─── THE INPUT ───
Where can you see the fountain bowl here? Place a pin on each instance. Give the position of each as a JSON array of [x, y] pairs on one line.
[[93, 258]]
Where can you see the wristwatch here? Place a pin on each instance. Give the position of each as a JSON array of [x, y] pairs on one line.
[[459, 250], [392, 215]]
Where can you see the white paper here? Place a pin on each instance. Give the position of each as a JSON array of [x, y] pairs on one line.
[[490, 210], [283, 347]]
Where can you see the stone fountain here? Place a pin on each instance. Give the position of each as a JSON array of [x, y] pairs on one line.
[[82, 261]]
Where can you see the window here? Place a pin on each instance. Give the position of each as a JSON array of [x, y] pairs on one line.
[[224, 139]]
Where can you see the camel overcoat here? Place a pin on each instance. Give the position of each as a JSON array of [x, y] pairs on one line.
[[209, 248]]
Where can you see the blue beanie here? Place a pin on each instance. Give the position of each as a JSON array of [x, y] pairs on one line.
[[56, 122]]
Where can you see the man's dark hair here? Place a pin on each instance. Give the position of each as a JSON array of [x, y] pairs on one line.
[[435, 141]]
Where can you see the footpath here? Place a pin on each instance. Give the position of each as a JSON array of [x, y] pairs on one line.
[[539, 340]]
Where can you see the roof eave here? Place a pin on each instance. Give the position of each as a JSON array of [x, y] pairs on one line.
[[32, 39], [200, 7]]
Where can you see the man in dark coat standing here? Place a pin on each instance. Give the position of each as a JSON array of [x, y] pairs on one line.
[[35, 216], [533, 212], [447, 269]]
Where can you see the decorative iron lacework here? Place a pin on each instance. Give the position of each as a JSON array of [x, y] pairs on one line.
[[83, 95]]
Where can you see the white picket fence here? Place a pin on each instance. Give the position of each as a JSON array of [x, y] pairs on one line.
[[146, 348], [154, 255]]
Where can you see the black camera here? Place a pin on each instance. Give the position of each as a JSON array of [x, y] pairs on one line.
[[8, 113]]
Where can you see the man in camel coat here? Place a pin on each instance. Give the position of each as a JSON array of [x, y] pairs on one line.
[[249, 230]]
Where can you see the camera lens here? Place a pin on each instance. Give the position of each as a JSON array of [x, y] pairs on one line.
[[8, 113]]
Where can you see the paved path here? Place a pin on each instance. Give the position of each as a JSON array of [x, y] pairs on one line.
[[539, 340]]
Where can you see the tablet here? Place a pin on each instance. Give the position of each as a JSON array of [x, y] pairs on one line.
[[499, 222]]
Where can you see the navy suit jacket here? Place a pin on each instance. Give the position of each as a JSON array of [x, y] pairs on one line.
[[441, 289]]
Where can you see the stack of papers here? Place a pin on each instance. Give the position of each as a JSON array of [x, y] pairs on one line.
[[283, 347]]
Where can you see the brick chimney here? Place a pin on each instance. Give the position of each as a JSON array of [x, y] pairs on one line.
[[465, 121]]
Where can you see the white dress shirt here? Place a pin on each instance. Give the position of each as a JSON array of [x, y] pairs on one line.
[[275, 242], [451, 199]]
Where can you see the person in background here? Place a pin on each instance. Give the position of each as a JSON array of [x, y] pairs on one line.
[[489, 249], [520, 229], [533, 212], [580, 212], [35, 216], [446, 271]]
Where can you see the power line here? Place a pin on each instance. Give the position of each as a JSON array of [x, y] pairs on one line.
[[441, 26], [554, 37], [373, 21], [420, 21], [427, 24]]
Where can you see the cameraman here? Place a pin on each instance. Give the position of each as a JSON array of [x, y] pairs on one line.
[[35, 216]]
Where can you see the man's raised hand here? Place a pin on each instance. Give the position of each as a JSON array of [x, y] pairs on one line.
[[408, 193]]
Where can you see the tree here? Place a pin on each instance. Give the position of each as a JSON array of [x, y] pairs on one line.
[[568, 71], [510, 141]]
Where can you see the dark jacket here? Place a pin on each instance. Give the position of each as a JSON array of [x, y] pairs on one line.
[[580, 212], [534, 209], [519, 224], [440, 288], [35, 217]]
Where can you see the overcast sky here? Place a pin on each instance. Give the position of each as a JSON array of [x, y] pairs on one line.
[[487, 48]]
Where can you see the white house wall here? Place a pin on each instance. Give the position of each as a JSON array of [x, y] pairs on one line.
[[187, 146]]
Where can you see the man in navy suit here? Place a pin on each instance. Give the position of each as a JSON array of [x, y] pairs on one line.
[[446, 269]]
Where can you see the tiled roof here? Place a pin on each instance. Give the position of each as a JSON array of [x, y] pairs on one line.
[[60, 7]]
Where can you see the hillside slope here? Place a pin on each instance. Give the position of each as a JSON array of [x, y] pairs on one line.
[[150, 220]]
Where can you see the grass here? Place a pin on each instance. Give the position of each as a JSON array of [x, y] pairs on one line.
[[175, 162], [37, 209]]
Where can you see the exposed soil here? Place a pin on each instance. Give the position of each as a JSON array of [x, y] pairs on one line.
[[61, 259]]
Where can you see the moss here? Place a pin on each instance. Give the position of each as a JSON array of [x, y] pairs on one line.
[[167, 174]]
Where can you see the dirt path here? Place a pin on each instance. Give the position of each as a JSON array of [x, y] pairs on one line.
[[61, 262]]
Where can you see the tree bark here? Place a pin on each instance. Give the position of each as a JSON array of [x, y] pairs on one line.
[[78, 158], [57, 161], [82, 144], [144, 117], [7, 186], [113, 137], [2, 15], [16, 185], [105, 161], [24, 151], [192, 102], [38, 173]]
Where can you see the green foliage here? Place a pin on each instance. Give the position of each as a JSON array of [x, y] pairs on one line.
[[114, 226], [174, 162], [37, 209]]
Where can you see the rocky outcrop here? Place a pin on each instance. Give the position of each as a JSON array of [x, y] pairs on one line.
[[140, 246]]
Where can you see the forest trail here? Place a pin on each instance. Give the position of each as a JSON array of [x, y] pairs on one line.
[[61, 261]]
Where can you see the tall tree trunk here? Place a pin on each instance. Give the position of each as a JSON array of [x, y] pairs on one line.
───
#### PROBLEM:
Exactly as shown above, copy out the material.

#### WRITTEN ANSWER:
Where can you see the fountain bowl here? Place a pin on each instance. Give the position of each as a JSON array of [x, y] pairs on one line.
[[93, 258]]
Where can you see the wristwatch here? Place a pin on each instance. Give the position of each as a JSON array of [x, y] pairs on one line.
[[459, 250], [392, 215]]
Where can you see the white paper here? Place a pin on each instance. Give the position of each as a JSON array of [x, y] pairs on one line.
[[490, 210], [283, 347]]
Where can you see the stone fountain here? Place a pin on each instance. Give the position of each as a JSON array of [x, y] pairs on one line.
[[82, 261]]
Where can you see the window here? Place a pin on each instance. Give the position of each as a JSON array of [x, y] pairs on one line.
[[224, 139]]
Where can you see the camel overcoat here? Place a pin on each instance. Give the position of each as a JSON array of [x, y] pairs on one line.
[[209, 248]]
Where can you see the blue beanie here? Place a pin on each instance. Give the position of each as a JSON array of [x, y] pairs on one line.
[[56, 122]]
Where can you see the man's dark hair here? Place a pin on each instance. Give the position of each as a JSON array of [x, y] pairs on one line.
[[435, 141]]
Where can you see the footpath here? Place a pin on each instance. Give the position of each as a JSON array of [x, y] pairs on one line.
[[539, 340]]
Where can you see the roof eave here? Place a pin on each instance. Give the position of each as a JSON array of [x, y] pairs on one line.
[[32, 39], [200, 7]]
Where can you see the man in dark coat standing here? Place a pin on each instance. Give the position of each as a JSON array of [x, y] pairs on one line.
[[35, 216], [533, 212], [447, 269]]
Where can you see the decorative iron lacework here? Place a pin on each instance. Give the position of each as a JSON array of [x, y] pairs on one line.
[[83, 95]]
Where can you see the white picket fence here? Place a pin on each instance. Give the position of each as a JSON array of [x, y] pairs on one line.
[[146, 348], [154, 255]]
Where can you see the black camera here? Place a pin on each instance. Give the position of each as a JSON array of [x, y] pairs on one line.
[[8, 113]]
Where can you see the man in camel coat here? Place a pin on each instance. Give the position of each as a JSON array of [x, y] pairs on one line.
[[249, 230]]
Where can you see the camera lens here? Place a pin on each instance. Give the position of each as a JSON array of [x, y] pairs on one line.
[[8, 113]]
Where can you see the paved path here? Place a pin on each instance. Give the position of each as a JSON array of [x, y] pairs on one line.
[[539, 340]]
Where can you see the tablet here? Place a pin on each instance. Give the position of each as a JSON array of [x, y] pairs on one line.
[[499, 222]]
Where can you see the navy suit jacket here? Place a pin on each instance. Give the position of each as a JSON array of [x, y] pairs on one line.
[[441, 289]]
Where can you see the stack of papers here? Place a pin on each instance. Give the position of each as a JSON array of [x, y] pairs on one line.
[[283, 347]]
Where can you see the brick chimney here? Place a pin on each instance. Give the position of each as a JSON array of [x, y] pairs on one line.
[[465, 121]]
Where can you see the white dress shirt here? Place a pin on each instance. Give the position of each as a JSON array of [x, y] pairs on one line.
[[275, 242], [451, 199]]
Where can you see the person in background here? Place a pin on each instance. Give the position of each as a JSON array of [x, y] pairs on one line.
[[489, 249], [520, 229], [533, 212], [580, 212], [35, 216], [446, 271]]
Where can you see the power line here? Place a pin on each instance. Give the position of each as a JSON array of [x, y] pairs on one line.
[[441, 26], [554, 37], [373, 21], [420, 21], [427, 24]]
Where can you see the cameraman here? Place a pin on each instance. Give the position of each as a JSON array of [x, y] pairs on one line.
[[35, 216]]
Where can you see the man's raised hand here? Place a pin on each instance. Give the position of each as a JSON array of [x, y] pairs on one line.
[[408, 193]]
Where can you see the tree here? Place a pin on each instance. Give the position of each as a JSON array of [x, y] pairs on one line.
[[568, 71], [510, 141]]
Where can you see the dark jacket here? Place a pin on each instance. Give the position of each as a JSON array of [x, y] pairs on one line.
[[580, 212], [534, 209], [519, 224], [440, 288], [35, 217]]
Where can you see the overcast sky here? Place a pin on each instance. Give the position of each as a JSON array of [x, y] pairs on one line.
[[487, 48]]
Where can you see the white house wall here? Place a pin on each instance. Give the position of each as a JSON array of [x, y] pairs on one line.
[[187, 146]]
Where can you see the man in navy suit here? Place a pin on each instance. Give the position of each as a JSON array of [x, y] pairs on one line.
[[446, 269]]
Where can you see the tiled roof here? Place a pin on each instance. Give the position of each as a JSON array of [x, y] pairs on one line.
[[60, 7]]
Where can you see the hillside slope here? Place a pin on each instance. Give the position of each as a JSON array of [x, y] pairs on one line.
[[150, 220]]
Where can you see the grass here? Place a pin on each instance. Give the position of each as a JSON array of [x, y] pairs on one line.
[[175, 162], [37, 209]]
Where can you see the exposed soil here? Place a pin on each instance. Give the position of each as a JSON array of [x, y] pairs on one line.
[[61, 259]]
Where can you see the moss here? Place a pin on each instance. Give the position of each as a JSON array of [x, y] pairs on one line.
[[167, 174]]
Where can you see the dirt path here? Place a pin on each instance. Give the position of each as a JSON array of [x, y] pairs on one line.
[[61, 262]]
Where can you see the tree bark here? Place a pin on each instance. Give the position of each as a JSON array of [x, y] pairs on one line.
[[78, 158], [57, 161], [82, 144], [144, 117], [7, 186], [113, 137], [2, 15], [16, 185], [105, 161], [24, 151], [192, 102], [38, 173]]
Where can you see the green foliage here? Place a pin on each instance. Give the position of each as a JSON array of [x, y] pairs on one line.
[[114, 226], [174, 162], [37, 209]]
Where can you see the rocky outcrop here? Place a pin on each instance. Give the position of each as a JSON array of [x, y] pairs on one line.
[[140, 246]]
Where can you see the forest trail here? Place a pin on each instance. Give the position of each as a JSON array of [x, y] pairs on one line.
[[61, 261]]
Where can you see the tall tree trunk here? Place a pin on each instance. Give the position of each as a JSON array of [x, y] pairs on one line.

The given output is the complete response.